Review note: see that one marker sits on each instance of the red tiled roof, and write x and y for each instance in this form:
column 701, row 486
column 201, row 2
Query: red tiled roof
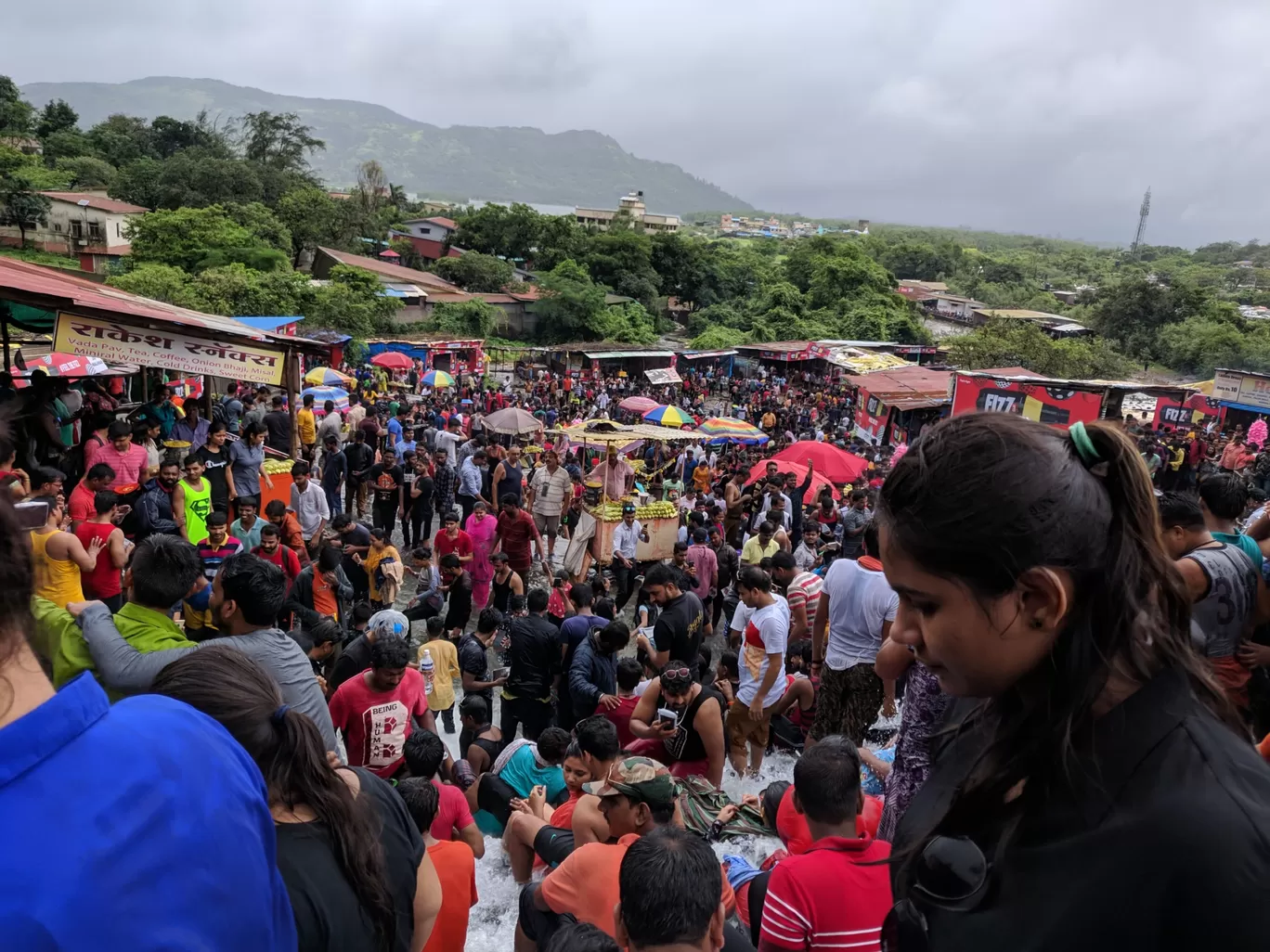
column 427, row 281
column 904, row 382
column 106, row 204
column 71, row 292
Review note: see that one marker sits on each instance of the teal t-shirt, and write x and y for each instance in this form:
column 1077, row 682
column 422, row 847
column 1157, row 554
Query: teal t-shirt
column 1239, row 541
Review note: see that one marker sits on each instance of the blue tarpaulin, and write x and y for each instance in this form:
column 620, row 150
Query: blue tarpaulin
column 269, row 324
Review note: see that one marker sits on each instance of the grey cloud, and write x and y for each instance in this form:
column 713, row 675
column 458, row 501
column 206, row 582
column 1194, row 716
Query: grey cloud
column 1048, row 117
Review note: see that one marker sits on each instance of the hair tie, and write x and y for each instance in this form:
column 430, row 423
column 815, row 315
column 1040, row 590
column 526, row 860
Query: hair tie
column 1086, row 451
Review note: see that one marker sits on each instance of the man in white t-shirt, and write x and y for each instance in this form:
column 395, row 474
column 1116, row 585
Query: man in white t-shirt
column 856, row 607
column 762, row 624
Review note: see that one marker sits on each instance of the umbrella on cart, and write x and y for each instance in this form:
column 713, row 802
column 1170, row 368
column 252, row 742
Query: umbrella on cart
column 58, row 365
column 512, row 419
column 328, row 377
column 321, row 395
column 759, row 470
column 437, row 379
column 729, row 430
column 393, row 361
column 831, row 462
column 669, row 416
column 639, row 405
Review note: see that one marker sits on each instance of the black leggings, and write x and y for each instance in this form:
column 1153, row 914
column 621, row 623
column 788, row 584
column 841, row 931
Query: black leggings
column 417, row 526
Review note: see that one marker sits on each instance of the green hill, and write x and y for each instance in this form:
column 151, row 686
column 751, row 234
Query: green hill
column 493, row 162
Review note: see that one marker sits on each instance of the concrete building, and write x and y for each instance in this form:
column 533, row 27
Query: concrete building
column 83, row 224
column 632, row 206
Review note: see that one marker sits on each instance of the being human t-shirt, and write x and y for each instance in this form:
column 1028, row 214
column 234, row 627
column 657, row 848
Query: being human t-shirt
column 376, row 724
column 386, row 482
column 765, row 631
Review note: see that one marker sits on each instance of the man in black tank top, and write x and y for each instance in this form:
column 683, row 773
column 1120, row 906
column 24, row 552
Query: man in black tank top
column 693, row 744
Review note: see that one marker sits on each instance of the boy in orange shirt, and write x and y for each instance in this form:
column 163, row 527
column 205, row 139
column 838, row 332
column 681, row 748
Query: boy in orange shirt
column 455, row 865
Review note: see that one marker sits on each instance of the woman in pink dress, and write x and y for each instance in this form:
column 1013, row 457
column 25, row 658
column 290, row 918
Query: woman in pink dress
column 480, row 528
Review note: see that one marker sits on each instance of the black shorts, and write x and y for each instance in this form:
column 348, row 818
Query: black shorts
column 552, row 844
column 494, row 796
column 536, row 924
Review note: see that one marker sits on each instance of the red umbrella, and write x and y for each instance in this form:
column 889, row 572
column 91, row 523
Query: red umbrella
column 759, row 470
column 393, row 361
column 641, row 405
column 837, row 465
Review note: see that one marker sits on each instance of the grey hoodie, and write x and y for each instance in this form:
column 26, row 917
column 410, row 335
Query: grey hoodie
column 123, row 668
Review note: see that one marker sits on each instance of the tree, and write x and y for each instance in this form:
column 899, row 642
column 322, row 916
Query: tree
column 86, row 172
column 193, row 238
column 16, row 112
column 466, row 319
column 351, row 303
column 279, row 141
column 56, row 117
column 476, row 272
column 511, row 233
column 569, row 305
column 629, row 323
column 137, row 183
column 192, row 178
column 20, row 206
column 719, row 339
column 121, row 140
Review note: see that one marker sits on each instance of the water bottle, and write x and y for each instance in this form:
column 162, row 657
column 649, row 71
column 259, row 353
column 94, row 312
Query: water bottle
column 425, row 670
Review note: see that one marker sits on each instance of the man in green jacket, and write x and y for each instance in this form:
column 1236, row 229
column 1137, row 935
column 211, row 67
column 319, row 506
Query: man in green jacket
column 164, row 570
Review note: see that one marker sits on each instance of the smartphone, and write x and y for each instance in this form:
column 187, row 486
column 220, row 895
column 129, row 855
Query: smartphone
column 32, row 513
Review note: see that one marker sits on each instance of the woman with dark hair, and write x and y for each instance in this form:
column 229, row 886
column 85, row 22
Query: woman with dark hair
column 83, row 849
column 349, row 855
column 1101, row 795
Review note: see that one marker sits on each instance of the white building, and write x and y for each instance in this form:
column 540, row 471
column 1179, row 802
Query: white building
column 632, row 206
column 84, row 224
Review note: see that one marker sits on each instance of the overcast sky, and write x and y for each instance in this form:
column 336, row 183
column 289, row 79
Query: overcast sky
column 1048, row 117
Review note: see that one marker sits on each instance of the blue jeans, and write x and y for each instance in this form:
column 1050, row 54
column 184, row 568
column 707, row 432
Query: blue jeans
column 333, row 502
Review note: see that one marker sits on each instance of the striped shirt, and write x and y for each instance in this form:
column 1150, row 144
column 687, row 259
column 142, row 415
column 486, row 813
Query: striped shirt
column 805, row 590
column 834, row 896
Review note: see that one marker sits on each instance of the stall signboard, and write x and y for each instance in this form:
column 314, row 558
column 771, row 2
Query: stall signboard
column 1195, row 409
column 872, row 417
column 1058, row 406
column 166, row 349
column 1225, row 386
column 1253, row 392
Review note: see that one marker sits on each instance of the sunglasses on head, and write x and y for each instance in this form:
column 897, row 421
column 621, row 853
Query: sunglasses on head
column 950, row 873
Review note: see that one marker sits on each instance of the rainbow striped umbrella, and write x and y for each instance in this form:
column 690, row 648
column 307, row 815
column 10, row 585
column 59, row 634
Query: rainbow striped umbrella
column 328, row 377
column 724, row 430
column 323, row 393
column 437, row 379
column 668, row 416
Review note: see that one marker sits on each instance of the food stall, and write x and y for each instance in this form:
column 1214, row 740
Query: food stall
column 661, row 520
column 894, row 405
column 1059, row 403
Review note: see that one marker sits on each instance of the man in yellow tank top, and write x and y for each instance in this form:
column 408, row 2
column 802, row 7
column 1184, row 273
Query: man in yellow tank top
column 192, row 502
column 58, row 559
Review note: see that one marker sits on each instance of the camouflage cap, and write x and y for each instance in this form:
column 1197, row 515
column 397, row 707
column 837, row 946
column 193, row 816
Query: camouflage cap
column 638, row 778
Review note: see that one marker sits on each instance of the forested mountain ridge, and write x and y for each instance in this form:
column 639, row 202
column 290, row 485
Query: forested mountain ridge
column 464, row 161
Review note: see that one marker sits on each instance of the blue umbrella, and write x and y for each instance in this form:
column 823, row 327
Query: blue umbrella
column 321, row 395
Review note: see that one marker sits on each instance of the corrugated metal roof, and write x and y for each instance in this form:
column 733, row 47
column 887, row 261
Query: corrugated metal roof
column 271, row 323
column 102, row 202
column 616, row 354
column 71, row 292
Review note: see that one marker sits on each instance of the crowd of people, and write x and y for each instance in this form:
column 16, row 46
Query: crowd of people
column 361, row 690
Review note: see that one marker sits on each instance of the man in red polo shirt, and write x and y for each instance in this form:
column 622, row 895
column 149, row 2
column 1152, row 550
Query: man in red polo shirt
column 839, row 889
column 514, row 534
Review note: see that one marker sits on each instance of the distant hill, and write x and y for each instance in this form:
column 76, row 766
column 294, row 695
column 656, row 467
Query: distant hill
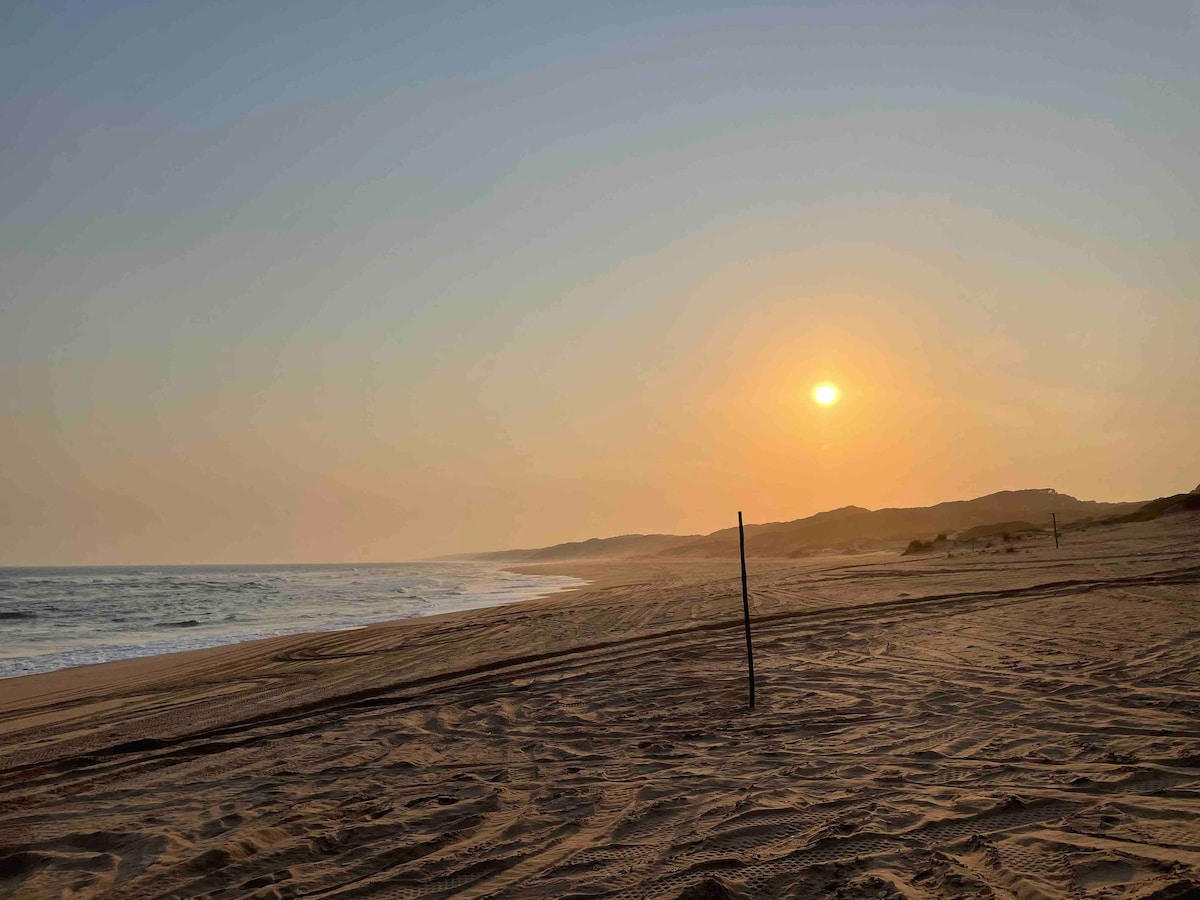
--*--
◆ Problem description
All of the records should be output exactly as they stand, with pictures omitted.

◆ Result below
Review note: see that one marker sits on each instance of the red tiled roof, and write x and y for each instance in this form:
column 701, row 486
column 201, row 2
Query: red tiled roof
column 427, row 281
column 904, row 382
column 106, row 204
column 71, row 292
Review note: see that one marker sits on each instance of the teal t-shirt, and write x and y for each instance in this form:
column 1077, row 682
column 422, row 847
column 1157, row 554
Query: teal t-shirt
column 1239, row 541
Review note: see that one marker sits on each instance of the blue tarpaulin, and write x and y for each instance in this form:
column 620, row 150
Query: blue tarpaulin
column 269, row 324
Review note: see that one marker sits on each instance of the grey cloud, and write x and y for each instance in this form:
column 713, row 675
column 458, row 501
column 206, row 582
column 1194, row 716
Query: grey cloud
column 1048, row 117
Review note: see that one marker sits on each instance of the hair tie, and write x and y for each instance in this form:
column 430, row 423
column 815, row 315
column 1040, row 590
column 526, row 860
Query: hair tie
column 1086, row 451
Review note: see that one marker sits on each instance of the man in white t-shirt, and write x and y for each instance in this form:
column 395, row 474
column 1116, row 585
Query: man in white t-shirt
column 856, row 607
column 762, row 624
Review note: see that one marker sits on each instance of the umbrella on cart, and write x and y for each instance in this form:
column 713, row 802
column 1170, row 368
column 252, row 742
Query: umbrella on cart
column 58, row 365
column 512, row 419
column 328, row 377
column 321, row 395
column 759, row 470
column 437, row 379
column 729, row 430
column 393, row 361
column 831, row 462
column 669, row 416
column 639, row 405
Review note: see that one marker sits on each instance of the black leggings, and write x and y for each instance in this form:
column 1153, row 914
column 621, row 623
column 788, row 584
column 841, row 931
Query: black leggings
column 417, row 526
Review note: see that one marker sits on each instance of the green hill, and write x and y for each instance in this form:
column 151, row 686
column 751, row 234
Query: green hill
column 493, row 162
Review note: see that one marker sits on each instance of the concrete building, and write x and y for each instance in this form:
column 533, row 27
Query: concrete building
column 83, row 224
column 632, row 206
Review note: see that one marker sits on each instance of the being human t-shirt, and write x and y for each instance in this form:
column 1028, row 214
column 234, row 627
column 657, row 848
Query: being human t-shirt
column 376, row 724
column 386, row 482
column 765, row 631
Review note: see that one marker sits on each instance of the man in black tank top, and write x and y for each instance in this form:
column 683, row 773
column 1120, row 906
column 24, row 552
Query: man in black tank top
column 693, row 744
Review note: see that one marker sits on each instance of the boy in orange shirt, and write x and y for each instance in this form:
column 163, row 527
column 205, row 139
column 838, row 332
column 681, row 748
Query: boy in orange shirt
column 455, row 865
Review note: see that one marker sits on each instance of the woman in pink dress, and write x and y for each instance in this form:
column 1013, row 457
column 25, row 658
column 290, row 918
Query: woman in pink dress
column 480, row 528
Review note: see that one marker sits on each instance of the black shorts, and write x and y for each instance in this form:
column 348, row 818
Query: black shorts
column 552, row 844
column 494, row 796
column 536, row 924
Review note: see that one marker sits on each instance of the red umbrella, and write x and y for each instance in this form:
column 889, row 572
column 91, row 523
Query: red umbrella
column 759, row 470
column 393, row 361
column 641, row 405
column 837, row 465
Review note: see that one marker sits on each instance of the grey hoodie, and write x and y for each instance in this form:
column 26, row 917
column 410, row 335
Query: grey hoodie
column 123, row 668
Review note: see that one marker sits on each instance of the tree, and write x and y for each instance in this form:
column 899, row 642
column 322, row 916
Query: tree
column 86, row 172
column 193, row 238
column 16, row 112
column 466, row 319
column 351, row 303
column 279, row 141
column 56, row 117
column 476, row 272
column 511, row 233
column 569, row 305
column 629, row 323
column 137, row 183
column 192, row 178
column 20, row 206
column 719, row 339
column 121, row 140
Review note: see that one marker sits on each instance of the water bottle, and write x and y for each instance in this form:
column 162, row 657
column 649, row 71
column 259, row 353
column 94, row 312
Query: water bottle
column 425, row 670
Review note: see that one marker sits on each instance of the man in green jacket, and write x and y for each instance in this form:
column 1236, row 229
column 1137, row 935
column 211, row 67
column 319, row 506
Query: man in green jacket
column 164, row 570
Review note: see that one marker sits on each instance of the smartphone, and write x and y for each instance in this form:
column 187, row 486
column 220, row 895
column 129, row 855
Query: smartphone
column 32, row 513
Review note: see that one marker sits on each instance of the woman with dark hair, and write x and y for each instance in this form:
column 229, row 886
column 85, row 22
Query: woman with dark hair
column 83, row 849
column 349, row 855
column 1101, row 795
Review note: see that one marker sits on each instance of the white building, and write x and y for each instance in this form:
column 540, row 471
column 1179, row 802
Query: white building
column 632, row 206
column 84, row 224
Review note: see that one marker sits on each instance of the overcast sky, and write x and y for each instance in this form:
column 336, row 183
column 289, row 79
Query: overcast sky
column 1048, row 117
Review note: see that one marker sits on each instance of the blue jeans, and write x and y for each instance in this form:
column 1050, row 54
column 184, row 568
column 707, row 432
Query: blue jeans
column 333, row 502
Review note: see that one marker sits on each instance of the striped shirt, and write x and y for each instance in this form:
column 1150, row 144
column 687, row 259
column 142, row 415
column 486, row 813
Query: striped shirt
column 805, row 590
column 834, row 896
Review note: see that one marker sits on each instance of the stall signboard, and write x and y for each instance in this form:
column 314, row 558
column 771, row 2
Query: stall signboard
column 1195, row 409
column 872, row 417
column 1058, row 406
column 166, row 349
column 1225, row 386
column 1253, row 392
Review note: see that one marker sits on each instance of the sunglasses on head, and write x and y for each instance in this form:
column 897, row 421
column 621, row 853
Query: sunglasses on head
column 950, row 873
Review note: see that one marker sits on each instance of the rainbow striped umbrella, and write x and y for each instance in this form:
column 690, row 648
column 307, row 815
column 10, row 585
column 59, row 634
Query: rainbow striped umbrella
column 328, row 377
column 724, row 430
column 323, row 393
column 437, row 379
column 668, row 416
Review note: see that one marker sits on each instance of the food stall, and write x and y for each instance in this form:
column 1214, row 740
Query: food stall
column 661, row 520
column 894, row 405
column 1059, row 403
Review note: see that one marker sits on each instance of the man in yellow tank top, and write x and y for each instance in this form:
column 408, row 2
column 802, row 7
column 1184, row 273
Query: man in yellow tank top
column 192, row 502
column 58, row 559
Review note: see that one marker sits on each instance of the camouflage cap, and write x and y for each instance in this form:
column 1197, row 515
column 397, row 707
column 837, row 946
column 193, row 816
Query: camouflage cap
column 638, row 778
Review note: see that one marker sits on each instance of the forested mountain ridge, and write x and y for each instance in this form:
column 639, row 202
column 290, row 485
Query: forested mountain ridge
column 464, row 161
Review note: see that one marker sits on each instance of the blue umbrella, and write x and y for each instance in this form:
column 823, row 327
Query: blue umbrella
column 321, row 395
Review note: see that one marker sits on each instance of the corrugated metal roof, and write x and y for each instance in this form:
column 733, row 47
column 887, row 261
Query: corrugated metal roof
column 271, row 323
column 102, row 202
column 616, row 354
column 71, row 292
Review note: see that one marker sits on each instance of the crowd of people, and write x and y for each instance in this form:
column 16, row 46
Query: crowd of people
column 361, row 690
Review note: see that one marker sits on each instance of the man in red polo shirt, and write x and y for each instance in this form:
column 622, row 895
column 149, row 2
column 1152, row 550
Query: man in red polo shirt
column 839, row 889
column 514, row 534
Review note: see that one marker sits on each instance of the distant hill, and write x and y for each instance in this form:
column 76, row 766
column 294, row 695
column 656, row 467
Query: distant hill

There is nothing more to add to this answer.